* [OBJECTIVE] Locate each line in the material below that contains the word "tree", and copy those lines out in full. Matches must have the same case.

* [SOURCE RECORDS]
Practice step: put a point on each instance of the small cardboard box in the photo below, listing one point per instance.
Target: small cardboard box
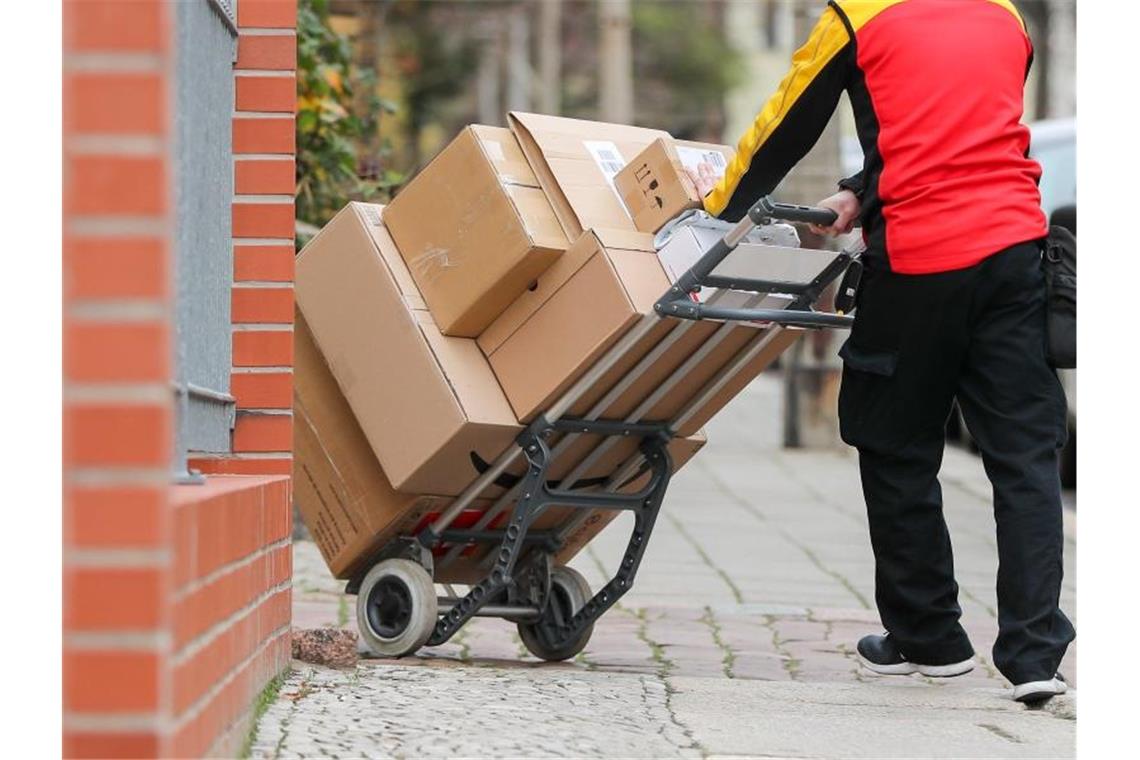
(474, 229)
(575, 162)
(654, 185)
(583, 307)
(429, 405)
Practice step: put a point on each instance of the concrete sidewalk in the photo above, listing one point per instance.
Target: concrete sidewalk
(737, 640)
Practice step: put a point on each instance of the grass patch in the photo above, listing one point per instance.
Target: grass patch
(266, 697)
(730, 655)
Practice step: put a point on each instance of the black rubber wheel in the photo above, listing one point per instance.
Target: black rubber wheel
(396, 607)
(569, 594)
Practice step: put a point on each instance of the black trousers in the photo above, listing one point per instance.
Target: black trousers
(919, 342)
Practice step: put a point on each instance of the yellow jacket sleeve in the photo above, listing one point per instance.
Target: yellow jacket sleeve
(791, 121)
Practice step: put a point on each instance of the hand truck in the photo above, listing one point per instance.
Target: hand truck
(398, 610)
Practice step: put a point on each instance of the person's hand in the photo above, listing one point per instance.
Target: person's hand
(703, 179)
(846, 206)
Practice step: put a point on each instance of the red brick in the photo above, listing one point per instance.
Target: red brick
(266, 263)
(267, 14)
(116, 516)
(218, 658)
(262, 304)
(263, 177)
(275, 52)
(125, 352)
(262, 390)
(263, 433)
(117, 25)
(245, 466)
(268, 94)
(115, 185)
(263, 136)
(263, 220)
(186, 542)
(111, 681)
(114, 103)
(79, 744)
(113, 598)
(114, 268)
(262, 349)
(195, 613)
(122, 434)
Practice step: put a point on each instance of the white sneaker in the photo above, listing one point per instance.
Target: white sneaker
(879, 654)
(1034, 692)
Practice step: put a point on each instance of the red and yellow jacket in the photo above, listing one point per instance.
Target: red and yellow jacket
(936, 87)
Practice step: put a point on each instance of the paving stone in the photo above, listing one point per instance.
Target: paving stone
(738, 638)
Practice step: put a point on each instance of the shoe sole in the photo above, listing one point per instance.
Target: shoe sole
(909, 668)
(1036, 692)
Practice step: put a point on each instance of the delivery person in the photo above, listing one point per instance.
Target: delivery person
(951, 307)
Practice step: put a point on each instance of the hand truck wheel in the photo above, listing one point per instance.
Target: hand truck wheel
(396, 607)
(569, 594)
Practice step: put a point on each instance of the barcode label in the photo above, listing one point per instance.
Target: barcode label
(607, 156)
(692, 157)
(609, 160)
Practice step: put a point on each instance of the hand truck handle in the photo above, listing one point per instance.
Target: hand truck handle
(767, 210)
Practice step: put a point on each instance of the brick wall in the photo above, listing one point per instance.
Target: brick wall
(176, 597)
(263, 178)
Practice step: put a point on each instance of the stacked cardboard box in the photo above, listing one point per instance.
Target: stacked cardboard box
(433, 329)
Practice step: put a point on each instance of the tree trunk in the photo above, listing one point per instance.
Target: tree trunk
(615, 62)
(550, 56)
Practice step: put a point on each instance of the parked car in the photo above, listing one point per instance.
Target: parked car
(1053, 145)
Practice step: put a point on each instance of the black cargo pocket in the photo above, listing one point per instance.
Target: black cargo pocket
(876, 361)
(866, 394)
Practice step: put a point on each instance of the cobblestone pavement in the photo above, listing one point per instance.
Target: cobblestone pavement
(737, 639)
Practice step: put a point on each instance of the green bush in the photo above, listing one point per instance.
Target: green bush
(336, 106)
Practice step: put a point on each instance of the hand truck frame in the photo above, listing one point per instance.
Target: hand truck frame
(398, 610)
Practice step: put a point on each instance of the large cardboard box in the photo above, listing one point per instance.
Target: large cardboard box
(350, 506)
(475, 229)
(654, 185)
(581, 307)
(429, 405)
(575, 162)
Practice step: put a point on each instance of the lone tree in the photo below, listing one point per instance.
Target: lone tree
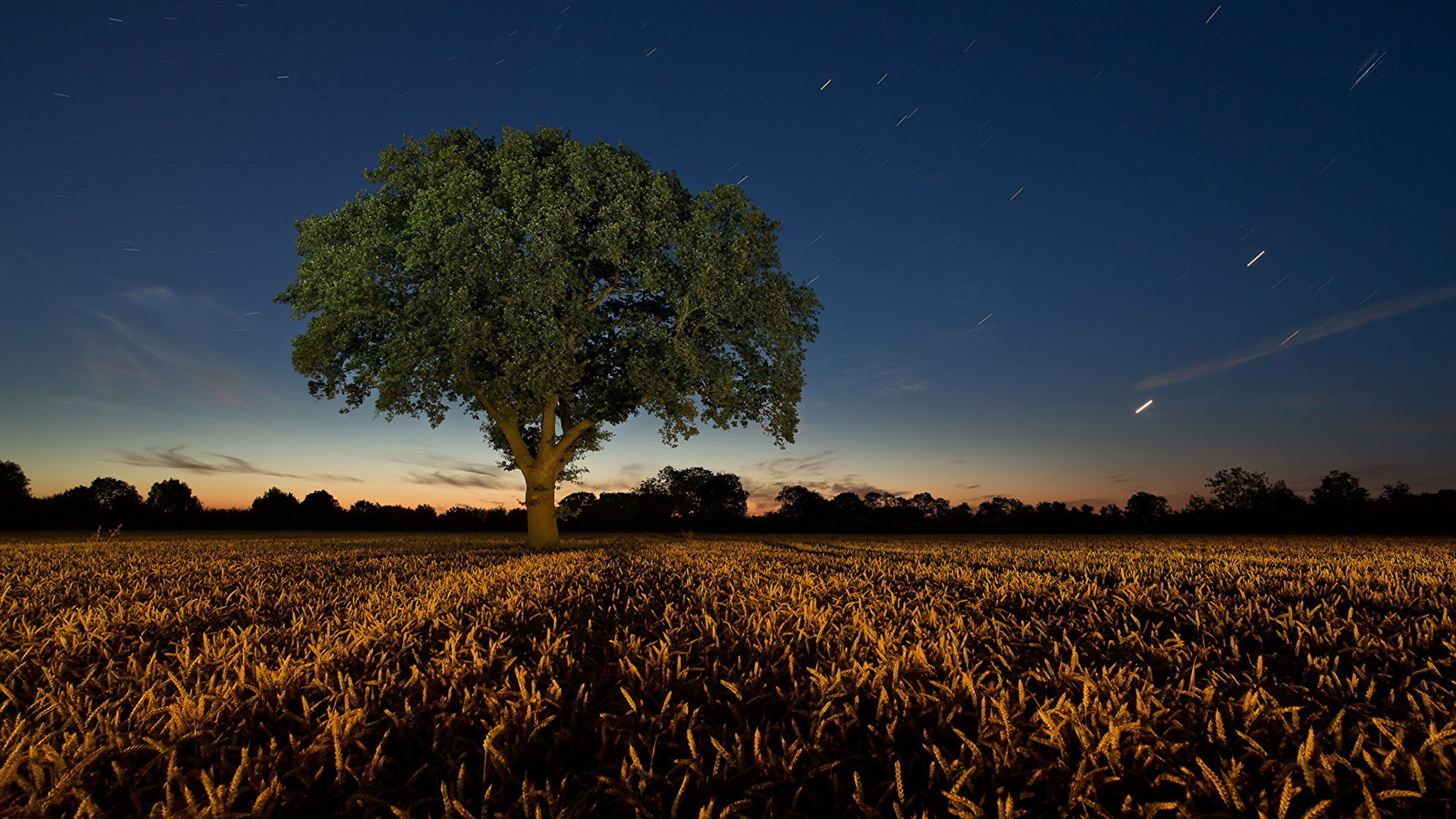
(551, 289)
==
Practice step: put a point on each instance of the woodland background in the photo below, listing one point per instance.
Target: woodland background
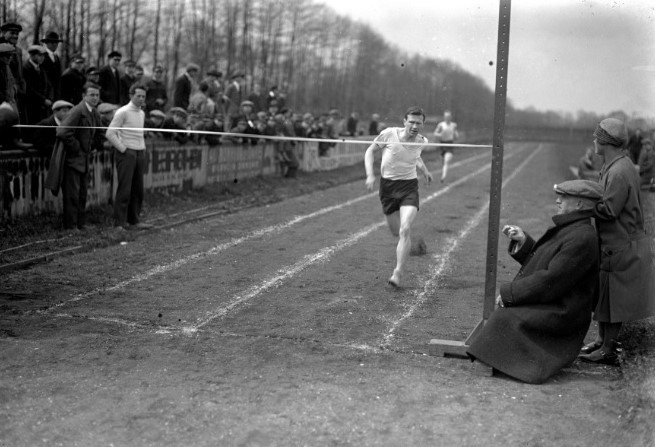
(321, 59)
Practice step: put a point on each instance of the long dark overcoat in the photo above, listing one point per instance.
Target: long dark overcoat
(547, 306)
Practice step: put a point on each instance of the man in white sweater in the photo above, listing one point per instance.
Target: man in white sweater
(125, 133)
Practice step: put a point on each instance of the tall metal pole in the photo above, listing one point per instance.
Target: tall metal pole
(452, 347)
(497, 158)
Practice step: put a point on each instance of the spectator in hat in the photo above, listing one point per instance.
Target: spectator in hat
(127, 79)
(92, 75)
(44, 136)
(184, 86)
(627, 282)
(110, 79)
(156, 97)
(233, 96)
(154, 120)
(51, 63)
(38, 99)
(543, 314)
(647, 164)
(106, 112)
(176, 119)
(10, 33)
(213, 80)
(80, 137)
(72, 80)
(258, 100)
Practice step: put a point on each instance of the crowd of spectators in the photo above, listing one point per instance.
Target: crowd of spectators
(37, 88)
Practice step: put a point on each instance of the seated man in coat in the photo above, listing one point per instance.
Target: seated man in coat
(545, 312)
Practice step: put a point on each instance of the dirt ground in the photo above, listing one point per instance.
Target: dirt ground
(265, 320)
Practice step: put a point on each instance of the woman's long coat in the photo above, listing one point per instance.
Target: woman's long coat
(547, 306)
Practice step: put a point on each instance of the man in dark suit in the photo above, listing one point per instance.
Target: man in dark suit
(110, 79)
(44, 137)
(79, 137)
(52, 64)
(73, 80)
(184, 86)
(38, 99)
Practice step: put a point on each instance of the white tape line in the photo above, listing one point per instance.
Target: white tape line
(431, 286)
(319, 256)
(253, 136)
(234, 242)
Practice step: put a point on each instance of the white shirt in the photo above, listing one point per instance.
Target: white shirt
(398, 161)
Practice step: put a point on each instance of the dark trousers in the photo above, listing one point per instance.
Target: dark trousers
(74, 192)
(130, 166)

* [ANSWER TO THE PROBLEM]
Practice step: put a point on each instance of the tree trunk in the photo above, listing one point per instance.
Target: tree trunk
Practice step: put a point on each instance of the lone tree in the photo below, listing one point per instance.
Target: lone tree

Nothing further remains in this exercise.